▶ **Excerpt**

January 18, 2018 – Thursday Day one of the second part of Our Great North American RV Tour
After spending a good portion of the winter in south Florida it’s time to head north and continue our RV tour. We left home, Princeton BC Canada late August 2017, almost 5 months ago, we crossed the border into the US last October almost 4 months ago.
We are limited to 6 months in the US for a 12 month period so we need to cross back into Canada before the end of March. If we stay in the US longer than 6 months the IRS can tax our income.
We’re heading west for the 1st time in 5 months beginning our long journey homeward. Highway 80 and then north on highway 75. Our destination today is Springhill, Florida, an hour north of Tampa on highway 41, and another ‘boondocker welcome’ host, the Katz family.
As we headed west the landscape changes from flat sugar cane fields to rolling hills of brown grass and pine trees with Halloween moss blowing in the wind.

▶ **Requirement**
Return, word for word, the stretch of the RV tour entry from "We are limited" through "the Katz family.". The data that follows is drawn from a separate source.

▶ **Supplied information**
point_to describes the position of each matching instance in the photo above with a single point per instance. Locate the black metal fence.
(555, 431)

▶ **Answer to this problem**
We are limited to 6 months in the US for a 12 month period so we need to cross back into Canada before the end of March. If we stay in the US longer than 6 months the IRS can tax our income.
We’re heading west for the 1st time in 5 months beginning our long journey homeward. Highway 80 and then north on highway 75. Our destination today is Springhill, Florida, an hour north of Tampa on highway 41, and another ‘boondocker welcome’ host, the Katz family.